Return the listing below word for word, leaving out the pictures.

* Begin *

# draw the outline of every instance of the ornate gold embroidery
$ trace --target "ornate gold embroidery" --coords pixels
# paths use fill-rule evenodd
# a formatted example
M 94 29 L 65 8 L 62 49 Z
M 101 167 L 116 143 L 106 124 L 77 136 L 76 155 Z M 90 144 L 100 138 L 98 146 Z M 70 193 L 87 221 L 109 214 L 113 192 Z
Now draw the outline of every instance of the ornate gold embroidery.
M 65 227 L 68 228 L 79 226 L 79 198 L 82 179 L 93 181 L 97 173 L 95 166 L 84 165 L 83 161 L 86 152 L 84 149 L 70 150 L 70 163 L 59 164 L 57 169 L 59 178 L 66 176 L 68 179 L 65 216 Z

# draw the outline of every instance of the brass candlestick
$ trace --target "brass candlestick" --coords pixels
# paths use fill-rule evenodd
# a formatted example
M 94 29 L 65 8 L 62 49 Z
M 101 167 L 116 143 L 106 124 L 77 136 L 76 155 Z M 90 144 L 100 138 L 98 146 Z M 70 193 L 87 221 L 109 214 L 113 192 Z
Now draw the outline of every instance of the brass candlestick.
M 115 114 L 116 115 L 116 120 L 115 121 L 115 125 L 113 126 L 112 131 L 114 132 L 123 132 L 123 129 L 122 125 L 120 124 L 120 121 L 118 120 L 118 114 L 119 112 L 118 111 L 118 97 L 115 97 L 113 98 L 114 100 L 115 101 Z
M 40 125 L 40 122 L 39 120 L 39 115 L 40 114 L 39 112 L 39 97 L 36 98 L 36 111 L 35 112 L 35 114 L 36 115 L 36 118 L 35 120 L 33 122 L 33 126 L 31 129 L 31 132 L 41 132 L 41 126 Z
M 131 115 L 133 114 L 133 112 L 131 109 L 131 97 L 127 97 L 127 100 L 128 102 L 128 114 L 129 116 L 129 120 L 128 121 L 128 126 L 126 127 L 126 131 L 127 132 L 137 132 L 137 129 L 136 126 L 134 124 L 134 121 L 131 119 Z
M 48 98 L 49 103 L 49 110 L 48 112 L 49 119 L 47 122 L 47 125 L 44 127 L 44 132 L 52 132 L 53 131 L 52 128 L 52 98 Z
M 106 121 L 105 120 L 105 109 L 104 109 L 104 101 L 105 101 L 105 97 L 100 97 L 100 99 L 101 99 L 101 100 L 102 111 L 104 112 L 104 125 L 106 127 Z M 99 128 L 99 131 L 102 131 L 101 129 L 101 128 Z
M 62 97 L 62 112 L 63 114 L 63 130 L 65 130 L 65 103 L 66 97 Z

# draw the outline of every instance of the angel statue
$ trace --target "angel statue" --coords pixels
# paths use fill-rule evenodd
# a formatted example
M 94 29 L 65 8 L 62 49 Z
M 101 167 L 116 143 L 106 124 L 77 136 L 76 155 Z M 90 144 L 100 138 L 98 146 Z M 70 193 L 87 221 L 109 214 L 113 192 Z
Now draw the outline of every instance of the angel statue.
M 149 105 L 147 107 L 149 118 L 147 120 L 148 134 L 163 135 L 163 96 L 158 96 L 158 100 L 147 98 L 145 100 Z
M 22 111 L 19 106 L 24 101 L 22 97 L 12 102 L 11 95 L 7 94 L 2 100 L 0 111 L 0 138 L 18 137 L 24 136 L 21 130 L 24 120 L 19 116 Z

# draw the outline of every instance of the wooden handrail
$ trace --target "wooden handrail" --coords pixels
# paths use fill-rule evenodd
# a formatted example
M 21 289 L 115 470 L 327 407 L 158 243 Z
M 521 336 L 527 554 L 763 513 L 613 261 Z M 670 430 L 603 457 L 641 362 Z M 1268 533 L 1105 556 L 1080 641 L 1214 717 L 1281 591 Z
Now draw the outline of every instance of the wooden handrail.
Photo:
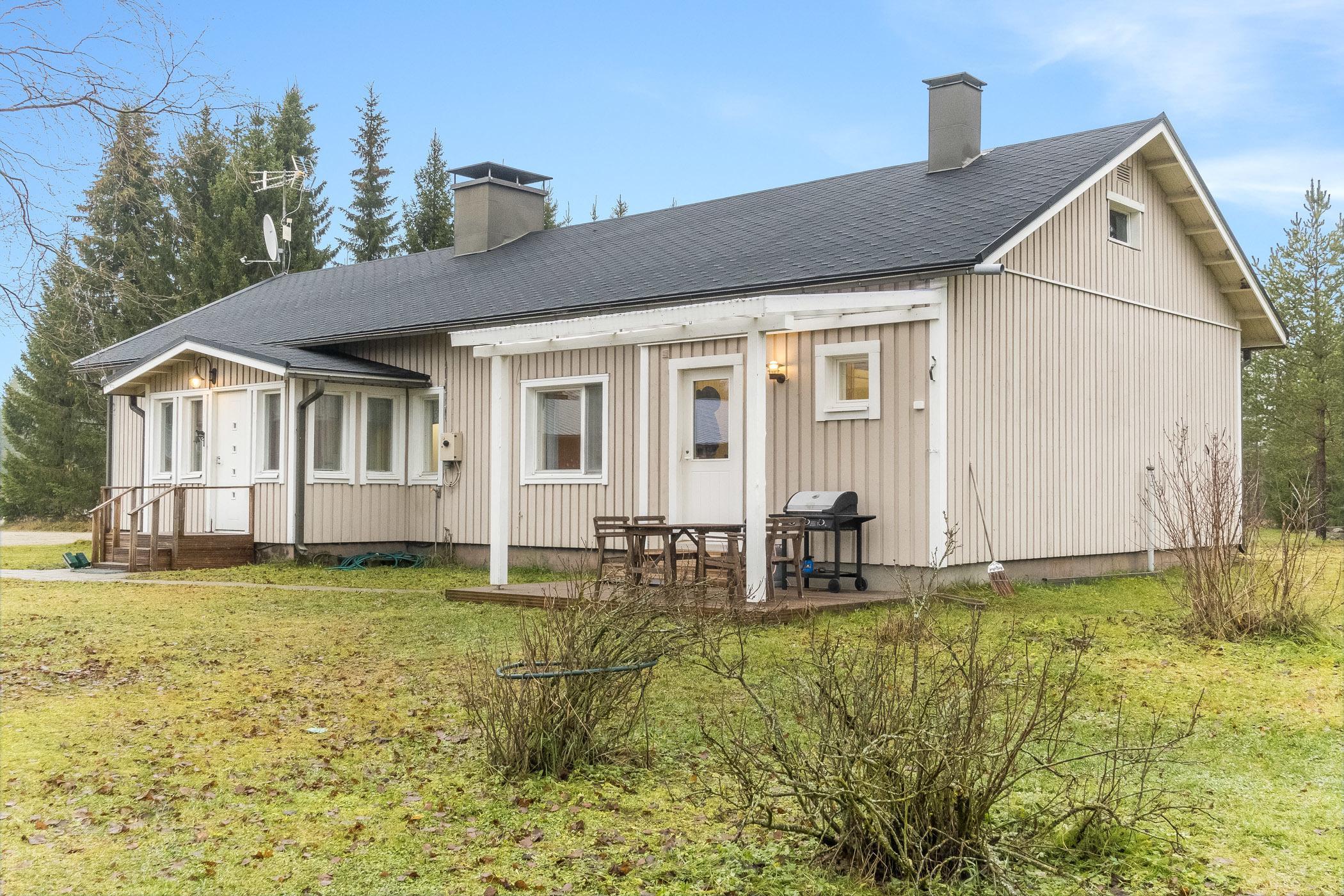
M 113 488 L 116 488 L 116 486 L 113 486 Z M 99 504 L 98 506 L 95 506 L 95 508 L 90 508 L 90 509 L 85 510 L 85 516 L 93 516 L 93 514 L 94 514 L 94 513 L 97 513 L 98 510 L 103 509 L 105 506 L 108 506 L 109 504 L 112 504 L 113 501 L 116 501 L 117 498 L 120 498 L 120 497 L 121 497 L 122 494 L 125 494 L 126 492 L 134 492 L 134 490 L 136 490 L 136 489 L 138 489 L 138 488 L 142 488 L 142 486 L 138 486 L 138 485 L 128 485 L 126 488 L 124 488 L 122 490 L 117 492 L 116 494 L 113 494 L 113 496 L 112 496 L 110 498 L 108 498 L 106 501 L 103 501 L 103 502 L 102 502 L 102 504 Z
M 149 488 L 149 486 L 146 485 L 145 488 Z M 136 513 L 140 513 L 141 510 L 144 510 L 151 504 L 155 504 L 156 501 L 159 501 L 159 500 L 161 500 L 161 498 L 172 494 L 173 492 L 176 492 L 181 486 L 179 486 L 179 485 L 168 485 L 168 486 L 164 486 L 164 488 L 167 489 L 165 492 L 160 492 L 159 494 L 156 494 L 155 497 L 149 498 L 148 501 L 142 501 L 140 504 L 140 506 L 133 508 L 130 510 L 126 510 L 126 516 L 134 516 Z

* End *

*Response below*
# draw the outline of every instance of the ornate gold embroidery
$ trace --target "ornate gold embroidery" --coords pixels
# paths use fill-rule evenodd
# a formatted example
M 94 29 L 65 8 L 62 49 Z
M 101 167 L 116 143 L 106 124 L 77 136 L 76 155 Z M 90 144 L 100 138 L 98 146 Z M 70 193 L 87 221 L 109 214 L 113 192 Z
Now draw the outline of every instance of the ornate gold embroidery.
M 65 227 L 68 228 L 79 226 L 79 198 L 82 179 L 93 181 L 97 173 L 95 166 L 84 165 L 83 161 L 86 152 L 84 149 L 70 150 L 70 163 L 59 164 L 57 169 L 59 178 L 66 176 L 68 179 L 65 216 Z

# draw the outline of every instance of the brass candlestick
$ trace --target "brass candlestick" --coords pixels
# paths use fill-rule evenodd
# a formatted example
M 94 29 L 65 8 L 62 49 Z
M 101 167 L 116 143 L 106 124 L 77 136 L 76 155 Z M 90 144 L 100 138 L 98 146 Z M 70 193 L 87 221 L 109 214 L 113 192 Z
Now draw the outline of every instance of the brass candlestick.
M 115 114 L 116 115 L 116 120 L 115 121 L 115 125 L 113 126 L 112 131 L 114 132 L 123 132 L 123 129 L 122 125 L 120 124 L 120 121 L 118 120 L 118 114 L 119 112 L 118 111 L 118 97 L 115 97 L 113 98 L 114 100 L 115 101 Z
M 40 125 L 40 122 L 39 120 L 39 115 L 40 114 L 39 112 L 39 97 L 36 98 L 36 111 L 35 112 L 35 114 L 36 115 L 36 118 L 35 120 L 33 122 L 33 126 L 31 129 L 31 132 L 41 132 L 41 126 Z
M 131 115 L 133 114 L 133 112 L 131 109 L 131 97 L 127 97 L 127 100 L 128 102 L 128 114 L 129 116 L 129 120 L 128 121 L 128 126 L 126 127 L 126 131 L 127 132 L 137 132 L 137 129 L 136 126 L 134 124 L 134 121 L 131 119 Z
M 48 98 L 49 103 L 49 110 L 48 112 L 49 119 L 47 122 L 47 125 L 44 127 L 44 132 L 52 132 L 53 131 L 52 128 L 52 98 Z
M 106 121 L 105 120 L 105 109 L 104 109 L 104 101 L 105 101 L 105 97 L 100 97 L 100 99 L 101 99 L 101 100 L 102 111 L 104 112 L 104 125 L 106 127 Z M 99 128 L 99 131 L 102 131 L 101 129 L 101 128 Z
M 62 97 L 62 112 L 63 114 L 63 130 L 65 130 L 65 103 L 66 97 Z

# draw the outline of every instance of the angel statue
$ trace --target "angel statue" --coords pixels
# paths use fill-rule evenodd
# a formatted example
M 94 29 L 65 8 L 62 49 Z
M 101 167 L 116 143 L 106 124 L 77 136 L 76 155 Z M 90 144 L 100 138 L 98 146 Z M 70 193 L 87 221 L 109 214 L 113 192 Z
Now draw the outline of every instance of the angel statue.
M 149 105 L 147 107 L 149 118 L 147 120 L 148 134 L 163 135 L 163 96 L 158 96 L 158 100 L 147 98 L 145 100 Z
M 22 111 L 19 106 L 24 101 L 22 97 L 12 102 L 11 95 L 7 94 L 2 100 L 0 111 L 0 138 L 18 137 L 24 136 L 21 130 L 24 120 L 19 116 Z

# draw the outline of every instance of the wooden handrail
$ trace --target "wooden handrail" --coords pixels
# paths use fill-rule evenodd
# a formatted example
M 21 289 L 115 470 L 327 407 L 158 243 Z
M 521 336 L 527 554 L 763 513 L 613 261 Z M 670 430 L 603 457 L 641 362 Z M 1268 533 L 1105 556 L 1080 641 L 1214 717 L 1281 591 Z
Now draw the outline of every instance of the wooden handrail.
Photo:
M 113 488 L 116 488 L 116 486 L 113 486 Z M 99 504 L 98 506 L 95 506 L 95 508 L 90 508 L 90 509 L 85 510 L 85 516 L 93 516 L 93 514 L 94 514 L 94 513 L 97 513 L 98 510 L 103 509 L 105 506 L 108 506 L 109 504 L 112 504 L 113 501 L 116 501 L 117 498 L 120 498 L 120 497 L 121 497 L 122 494 L 125 494 L 126 492 L 134 492 L 134 490 L 136 490 L 136 489 L 138 489 L 138 488 L 142 488 L 142 486 L 138 486 L 138 485 L 128 485 L 126 488 L 124 488 L 122 490 L 117 492 L 116 494 L 113 494 L 113 496 L 112 496 L 110 498 L 108 498 L 106 501 L 103 501 L 103 502 L 102 502 L 102 504 Z
M 149 488 L 149 486 L 146 485 L 145 488 Z M 136 513 L 140 513 L 141 510 L 144 510 L 151 504 L 155 504 L 156 501 L 159 501 L 159 500 L 161 500 L 161 498 L 172 494 L 173 492 L 176 492 L 181 486 L 179 486 L 179 485 L 168 485 L 168 486 L 164 486 L 164 488 L 167 489 L 165 492 L 160 492 L 159 494 L 156 494 L 155 497 L 149 498 L 148 501 L 142 501 L 140 504 L 140 506 L 133 508 L 130 510 L 126 510 L 126 516 L 134 516 Z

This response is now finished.